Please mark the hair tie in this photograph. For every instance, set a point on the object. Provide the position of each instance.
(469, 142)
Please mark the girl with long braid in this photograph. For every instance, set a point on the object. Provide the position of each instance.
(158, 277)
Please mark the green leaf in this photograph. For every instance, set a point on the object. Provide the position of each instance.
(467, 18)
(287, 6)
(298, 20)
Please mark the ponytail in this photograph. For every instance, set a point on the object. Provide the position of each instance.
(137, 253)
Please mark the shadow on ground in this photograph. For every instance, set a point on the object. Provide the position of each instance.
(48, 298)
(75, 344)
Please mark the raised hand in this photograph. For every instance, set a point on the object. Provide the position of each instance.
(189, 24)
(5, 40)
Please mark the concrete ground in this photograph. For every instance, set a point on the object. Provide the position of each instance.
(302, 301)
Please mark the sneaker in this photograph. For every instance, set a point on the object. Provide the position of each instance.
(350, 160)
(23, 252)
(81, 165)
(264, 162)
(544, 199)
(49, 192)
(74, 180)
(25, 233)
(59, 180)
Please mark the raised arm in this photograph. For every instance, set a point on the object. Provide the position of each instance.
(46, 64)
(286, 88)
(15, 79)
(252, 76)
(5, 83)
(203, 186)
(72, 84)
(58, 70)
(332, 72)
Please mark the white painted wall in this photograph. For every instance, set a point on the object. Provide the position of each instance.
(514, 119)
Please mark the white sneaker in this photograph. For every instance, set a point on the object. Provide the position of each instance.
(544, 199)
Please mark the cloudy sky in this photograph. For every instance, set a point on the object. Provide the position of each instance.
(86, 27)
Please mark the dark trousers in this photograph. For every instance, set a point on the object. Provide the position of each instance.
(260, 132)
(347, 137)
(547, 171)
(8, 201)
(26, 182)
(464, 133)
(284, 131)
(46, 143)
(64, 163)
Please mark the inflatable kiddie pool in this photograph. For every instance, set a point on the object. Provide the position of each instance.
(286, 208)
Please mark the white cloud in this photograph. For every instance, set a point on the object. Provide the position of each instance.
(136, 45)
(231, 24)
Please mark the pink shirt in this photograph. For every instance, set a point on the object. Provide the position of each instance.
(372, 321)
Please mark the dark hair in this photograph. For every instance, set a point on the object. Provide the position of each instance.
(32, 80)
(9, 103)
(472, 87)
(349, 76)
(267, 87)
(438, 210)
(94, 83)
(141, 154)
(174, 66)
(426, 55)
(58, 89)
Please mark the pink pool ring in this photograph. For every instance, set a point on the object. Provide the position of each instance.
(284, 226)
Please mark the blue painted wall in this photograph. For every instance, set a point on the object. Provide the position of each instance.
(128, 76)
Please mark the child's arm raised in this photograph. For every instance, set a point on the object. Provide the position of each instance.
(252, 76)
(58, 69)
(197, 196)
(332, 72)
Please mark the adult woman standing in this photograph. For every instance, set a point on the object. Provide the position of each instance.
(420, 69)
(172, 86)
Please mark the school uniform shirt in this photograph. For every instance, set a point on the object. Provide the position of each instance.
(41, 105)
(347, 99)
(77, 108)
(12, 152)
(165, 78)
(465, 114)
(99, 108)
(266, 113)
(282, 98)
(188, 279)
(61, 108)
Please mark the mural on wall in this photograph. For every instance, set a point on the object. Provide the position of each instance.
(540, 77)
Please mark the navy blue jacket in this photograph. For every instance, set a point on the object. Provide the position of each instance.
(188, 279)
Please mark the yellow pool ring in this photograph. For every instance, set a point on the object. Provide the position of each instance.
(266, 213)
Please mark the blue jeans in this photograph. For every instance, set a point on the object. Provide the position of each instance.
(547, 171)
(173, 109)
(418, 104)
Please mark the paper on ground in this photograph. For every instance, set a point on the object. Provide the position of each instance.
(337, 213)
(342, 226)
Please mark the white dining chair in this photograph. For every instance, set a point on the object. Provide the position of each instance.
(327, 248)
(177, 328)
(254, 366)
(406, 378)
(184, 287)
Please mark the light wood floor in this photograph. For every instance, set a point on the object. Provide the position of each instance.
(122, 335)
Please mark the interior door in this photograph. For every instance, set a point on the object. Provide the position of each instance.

-----

**PROBLEM DESCRIPTION**
Return every line exactly.

**OUTPUT BELOW**
Please mark the hair tie in this photograph. For every instance, set a point on the object. Provide the position of each instance.
(469, 142)
Please mark the girl with long braid in this photograph. For every instance, set a point on the object. Provide the position of each instance.
(158, 277)
Please mark the green leaf in this photograph. For every instance, set a point on the object. Provide the position of each instance.
(467, 18)
(287, 6)
(298, 20)
Please mark the ponytail in this photograph. For every instance, set a point on the object. Provide the position of each instance.
(137, 253)
Please mark the shadow on ground in this photograph. For every instance, set a point on the object. Provide the position of each instance.
(48, 298)
(75, 344)
Please mark the raised hand in this photograph. For every instance, set a point on the object. Provide the position of each instance.
(189, 24)
(5, 40)
Please mark the concrete ground in this photograph. For every instance, set a point on the object. Provide the position of each instance.
(302, 301)
Please mark the sneaker in this photograph. For every instance, set a point on the object. Provide the position of each instance.
(350, 160)
(23, 252)
(81, 165)
(264, 162)
(544, 199)
(49, 192)
(74, 180)
(25, 233)
(59, 180)
Please mark the raised arm in this photograph. For every instance, set a point on the object. Provide the position of each instance.
(46, 64)
(286, 88)
(15, 79)
(252, 76)
(5, 83)
(203, 186)
(72, 84)
(58, 70)
(332, 72)
Please mark the white painted wall in this photograph. For every instance, set a point on the object. Provide the position of each instance.
(514, 119)
Please mark the white sneaker in this photograph. For every instance, set a point on the object. Provide the position of each instance.
(544, 199)
Please mark the cloudy sky in this photograph. For every instance, set a point on the object. Provide the position of each instance.
(86, 27)
Please mark the dark trousers in this photograph. For every instance, set a point on the object. Provide the position of each instance.
(260, 132)
(347, 137)
(547, 171)
(8, 201)
(26, 182)
(464, 133)
(284, 131)
(46, 143)
(64, 163)
Please mark the inflatable kiddie pool in this photograph. For every instance, set a point on the object. Provide the position of each instance.
(286, 208)
Please mark the white cloud in this photograph. For every instance, set a point on the object. Provide the position of each instance.
(136, 45)
(231, 24)
Please mark the pink shirt in this photograph. For every instance, set a point on the object. Provide the position of each instance.
(372, 321)
Please mark the dark hair in this photograph. For every instance, set a point on the object. Provide the position of each instance.
(32, 80)
(9, 103)
(472, 87)
(349, 76)
(267, 87)
(438, 210)
(94, 83)
(141, 154)
(174, 66)
(426, 55)
(58, 89)
Please mark the pink pool ring in this photograph. For every instance, set a point on the object. Provide the position of each instance.
(284, 226)
Please mark the blue painted wall in this photograph. For every instance, set a point on the object. Provide the position of each instance.
(128, 76)
Please mark the child's arm raised in this photograph. For every instance, set a point on the object. Provide the position of each instance.
(252, 76)
(58, 69)
(197, 196)
(332, 72)
Please mark the adult woman standing in this photograph. For every instance, set a point on the object. Provide the position of each instance.
(420, 69)
(172, 86)
Please mark the school uniform shirt in this photograph. For every instance, set a point on the object. Provide the position of each instance.
(41, 105)
(347, 99)
(77, 108)
(12, 152)
(165, 78)
(465, 114)
(99, 108)
(266, 113)
(282, 98)
(188, 279)
(61, 108)
Please mark the mural on wall in this photograph. For every instance, set a point on the object. Provide the position of each instance.
(540, 77)
Please mark the navy blue jacket in this photograph. For every instance, set a point on the object. Provide the position of each instance.
(188, 279)
Please mark the yellow pool ring in this photograph. For every instance, set a point on the object. Provide the position of each instance.
(266, 213)
Please mark the blue jeans in this photograph. For every instance, set a point on the object. Provide the position of each instance.
(547, 171)
(173, 109)
(418, 104)
Please mark the paper on ground in this photograph. For every instance, set a point on the object. Provide the position of each instance.
(337, 213)
(342, 226)
Please mark the white dining chair in this photograph. For every instance, set a point on the object. Provide the position of each instance.
(327, 248)
(177, 328)
(254, 366)
(406, 378)
(184, 287)
Please mark the light wood floor in this photograph. For every instance, set a point on the object. Provide the position of each instance.
(122, 335)
Please mark the interior door in this photograph. For every instance, set a point on the object. Provide the position of each instance.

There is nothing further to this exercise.